WHAT YOU WILL DO: Copy the rows below word for word, starting with the line that contains "In the photo provided above, tightly box each curly" and ending with the line that contains "[320,340,529,636]", both lines included.

>> BEGIN DATA EXCERPTS

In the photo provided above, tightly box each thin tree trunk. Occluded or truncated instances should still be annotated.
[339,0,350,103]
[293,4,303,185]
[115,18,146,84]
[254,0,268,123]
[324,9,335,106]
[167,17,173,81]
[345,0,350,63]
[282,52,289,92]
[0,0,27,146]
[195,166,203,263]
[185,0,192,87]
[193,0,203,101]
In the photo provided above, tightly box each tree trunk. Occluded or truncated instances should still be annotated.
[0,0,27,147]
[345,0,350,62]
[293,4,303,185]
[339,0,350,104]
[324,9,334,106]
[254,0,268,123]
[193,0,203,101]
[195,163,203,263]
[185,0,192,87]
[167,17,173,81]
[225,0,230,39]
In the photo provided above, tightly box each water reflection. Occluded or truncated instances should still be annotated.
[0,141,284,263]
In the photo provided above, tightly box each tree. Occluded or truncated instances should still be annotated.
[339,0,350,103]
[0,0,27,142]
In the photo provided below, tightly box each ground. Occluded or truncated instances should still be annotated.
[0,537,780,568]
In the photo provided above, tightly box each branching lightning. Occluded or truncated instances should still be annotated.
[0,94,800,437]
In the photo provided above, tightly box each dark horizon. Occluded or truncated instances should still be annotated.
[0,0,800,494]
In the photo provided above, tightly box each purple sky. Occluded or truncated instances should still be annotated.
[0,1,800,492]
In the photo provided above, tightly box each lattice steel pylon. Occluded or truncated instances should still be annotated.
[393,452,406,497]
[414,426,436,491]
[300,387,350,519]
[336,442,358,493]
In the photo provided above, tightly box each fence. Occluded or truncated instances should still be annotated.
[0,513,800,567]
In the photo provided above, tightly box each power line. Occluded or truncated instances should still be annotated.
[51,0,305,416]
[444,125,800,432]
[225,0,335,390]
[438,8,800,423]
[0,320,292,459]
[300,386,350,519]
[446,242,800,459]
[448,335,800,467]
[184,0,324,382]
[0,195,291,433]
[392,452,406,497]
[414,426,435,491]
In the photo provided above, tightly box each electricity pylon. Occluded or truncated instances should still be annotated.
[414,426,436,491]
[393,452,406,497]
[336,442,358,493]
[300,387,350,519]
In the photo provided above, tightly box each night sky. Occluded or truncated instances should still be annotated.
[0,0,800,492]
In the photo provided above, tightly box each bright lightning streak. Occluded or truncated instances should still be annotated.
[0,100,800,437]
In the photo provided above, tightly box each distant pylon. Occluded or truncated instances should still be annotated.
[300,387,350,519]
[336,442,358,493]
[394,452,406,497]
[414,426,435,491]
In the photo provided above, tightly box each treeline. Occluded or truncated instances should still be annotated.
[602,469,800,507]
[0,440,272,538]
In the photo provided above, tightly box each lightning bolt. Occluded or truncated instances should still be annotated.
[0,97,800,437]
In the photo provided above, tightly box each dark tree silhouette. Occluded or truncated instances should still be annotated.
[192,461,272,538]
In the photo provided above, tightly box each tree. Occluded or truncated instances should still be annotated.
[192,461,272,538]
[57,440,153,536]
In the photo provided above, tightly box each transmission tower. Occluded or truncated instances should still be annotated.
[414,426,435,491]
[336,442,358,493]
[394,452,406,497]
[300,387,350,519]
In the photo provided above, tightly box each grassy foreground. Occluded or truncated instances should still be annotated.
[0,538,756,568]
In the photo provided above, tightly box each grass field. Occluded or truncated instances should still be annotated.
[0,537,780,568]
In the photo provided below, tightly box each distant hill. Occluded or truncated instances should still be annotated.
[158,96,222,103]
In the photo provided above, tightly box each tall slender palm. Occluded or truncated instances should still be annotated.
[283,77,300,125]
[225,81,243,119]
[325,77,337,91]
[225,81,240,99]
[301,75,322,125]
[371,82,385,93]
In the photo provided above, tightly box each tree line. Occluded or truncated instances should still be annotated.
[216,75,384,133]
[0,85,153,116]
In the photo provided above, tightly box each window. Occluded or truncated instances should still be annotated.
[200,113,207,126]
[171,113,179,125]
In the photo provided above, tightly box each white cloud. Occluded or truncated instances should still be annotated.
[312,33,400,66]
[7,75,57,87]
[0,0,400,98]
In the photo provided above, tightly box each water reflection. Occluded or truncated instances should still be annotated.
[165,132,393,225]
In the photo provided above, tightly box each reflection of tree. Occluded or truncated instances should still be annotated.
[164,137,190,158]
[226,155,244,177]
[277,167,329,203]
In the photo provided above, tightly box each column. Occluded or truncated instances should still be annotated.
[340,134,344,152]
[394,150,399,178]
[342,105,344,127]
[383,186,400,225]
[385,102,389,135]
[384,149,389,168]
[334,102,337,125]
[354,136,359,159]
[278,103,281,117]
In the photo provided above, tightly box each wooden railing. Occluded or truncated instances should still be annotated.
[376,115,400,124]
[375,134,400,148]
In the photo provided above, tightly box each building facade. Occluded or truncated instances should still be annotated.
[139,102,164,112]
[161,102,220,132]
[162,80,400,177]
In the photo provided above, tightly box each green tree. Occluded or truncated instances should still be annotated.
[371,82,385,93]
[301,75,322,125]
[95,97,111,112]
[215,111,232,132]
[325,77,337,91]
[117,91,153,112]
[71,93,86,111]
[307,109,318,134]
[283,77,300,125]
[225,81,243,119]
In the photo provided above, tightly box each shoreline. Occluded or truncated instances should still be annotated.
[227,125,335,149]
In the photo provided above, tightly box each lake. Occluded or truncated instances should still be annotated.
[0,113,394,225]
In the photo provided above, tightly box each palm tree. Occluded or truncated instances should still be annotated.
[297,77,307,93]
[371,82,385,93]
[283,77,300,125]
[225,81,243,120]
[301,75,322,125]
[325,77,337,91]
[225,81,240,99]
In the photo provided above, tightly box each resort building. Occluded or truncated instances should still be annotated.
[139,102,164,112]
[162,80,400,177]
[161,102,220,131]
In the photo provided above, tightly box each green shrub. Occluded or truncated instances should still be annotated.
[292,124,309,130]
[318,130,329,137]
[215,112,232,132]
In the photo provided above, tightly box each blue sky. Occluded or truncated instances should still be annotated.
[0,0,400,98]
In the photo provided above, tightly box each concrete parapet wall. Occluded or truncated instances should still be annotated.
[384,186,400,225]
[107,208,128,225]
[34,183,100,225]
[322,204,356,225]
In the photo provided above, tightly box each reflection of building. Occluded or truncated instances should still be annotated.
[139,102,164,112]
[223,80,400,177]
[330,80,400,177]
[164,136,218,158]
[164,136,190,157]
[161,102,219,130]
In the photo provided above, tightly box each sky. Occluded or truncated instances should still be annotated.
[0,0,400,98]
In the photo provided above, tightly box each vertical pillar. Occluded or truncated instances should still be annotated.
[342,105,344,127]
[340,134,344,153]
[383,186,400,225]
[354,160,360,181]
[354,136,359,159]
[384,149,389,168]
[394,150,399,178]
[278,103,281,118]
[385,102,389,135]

>> END DATA EXCERPTS
>> BEGIN DATA EXCERPTS

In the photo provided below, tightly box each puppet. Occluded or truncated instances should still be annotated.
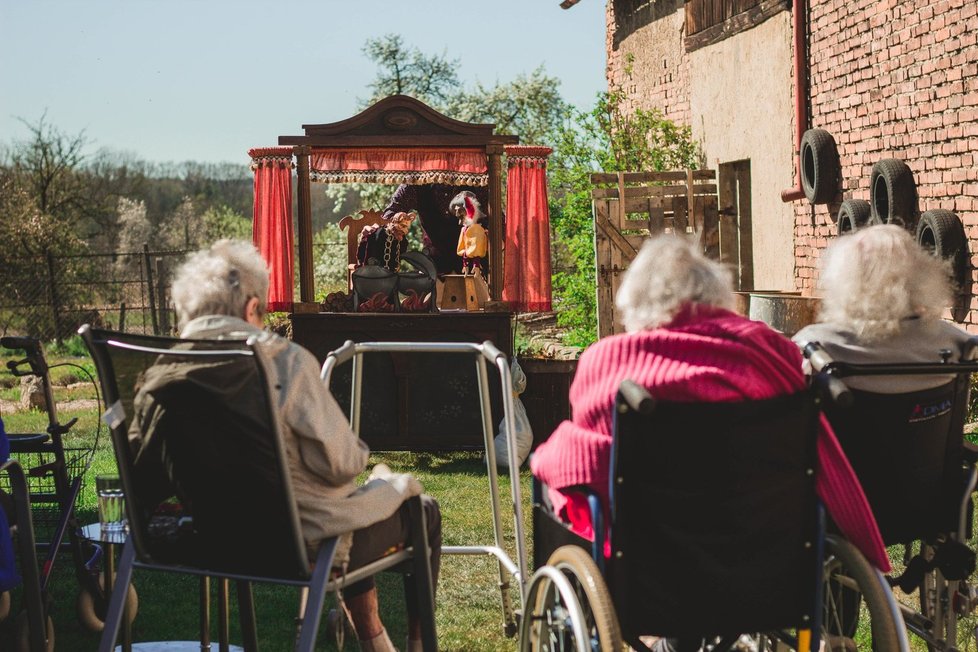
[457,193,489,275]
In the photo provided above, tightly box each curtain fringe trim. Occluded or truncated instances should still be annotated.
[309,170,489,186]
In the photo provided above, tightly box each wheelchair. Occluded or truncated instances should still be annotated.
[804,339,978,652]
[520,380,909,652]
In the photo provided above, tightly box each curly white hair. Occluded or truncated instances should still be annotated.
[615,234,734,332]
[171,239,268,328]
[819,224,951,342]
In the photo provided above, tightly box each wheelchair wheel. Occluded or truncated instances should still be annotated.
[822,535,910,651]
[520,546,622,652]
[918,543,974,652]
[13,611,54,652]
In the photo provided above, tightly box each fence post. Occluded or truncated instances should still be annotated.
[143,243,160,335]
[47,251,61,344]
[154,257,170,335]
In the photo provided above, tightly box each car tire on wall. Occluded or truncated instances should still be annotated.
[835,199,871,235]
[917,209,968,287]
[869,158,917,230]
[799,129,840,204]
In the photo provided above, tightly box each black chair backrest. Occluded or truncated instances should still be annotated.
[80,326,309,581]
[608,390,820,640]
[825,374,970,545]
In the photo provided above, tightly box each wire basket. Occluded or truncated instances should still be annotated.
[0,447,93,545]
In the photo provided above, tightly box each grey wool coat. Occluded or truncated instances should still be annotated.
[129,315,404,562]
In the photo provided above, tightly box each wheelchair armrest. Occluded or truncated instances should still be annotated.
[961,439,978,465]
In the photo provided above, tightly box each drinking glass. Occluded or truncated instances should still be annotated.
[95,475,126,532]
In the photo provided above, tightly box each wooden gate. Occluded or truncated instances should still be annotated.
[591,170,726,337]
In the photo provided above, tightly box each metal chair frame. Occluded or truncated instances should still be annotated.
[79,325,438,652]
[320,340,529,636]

>> END DATA EXCERPTS

THE RESPONSE:
In the photo provided above, tightly box each curly white hair. Occluded or truncated instances should still be annotated.
[615,234,734,332]
[171,239,268,328]
[819,224,951,342]
In the photo provided above, tightly box each wheelchair wheel. Occluded or truncated instances should still be annotated.
[822,535,910,651]
[520,546,622,652]
[918,543,974,652]
[13,611,54,652]
In the photo provided above, tightly box each fence post. Occluded or truncated instances should still be annotated.
[143,243,160,335]
[47,251,61,344]
[154,257,170,335]
In the photo provided above, tightly box each car tire on wall. Occluded or truncated instances should still be annotated.
[835,199,871,235]
[917,209,968,287]
[869,158,917,230]
[799,129,840,204]
In the photo provided above, tightly box each black chair backrest. Occluded or truncated instances should still be annotated.
[80,326,309,581]
[608,390,820,640]
[825,374,970,545]
In the photo provided above, tightly box each wire basket. Occluded or truncated instances should still be annotated.
[0,447,93,545]
In the photo provided above, tightly box each grey wool coat. Occluded or truncated instances should still be annotated.
[129,315,404,562]
In the photo provided above, tightly box each wheelchair armrest. Occluded or truncated instances should still be annotated.
[961,439,978,465]
In the photo provided above, tightly box each drinking glass. Occluded or truncated instances should still be annotated.
[95,475,126,532]
In the photo provided above, tightly box each wooden gate. Occluded or truncated instances should still be annotated.
[591,170,726,337]
In the photo provided above, tightly box each metal chair frame. Occluded or truncated instances should still be annotated.
[79,325,438,652]
[320,340,529,636]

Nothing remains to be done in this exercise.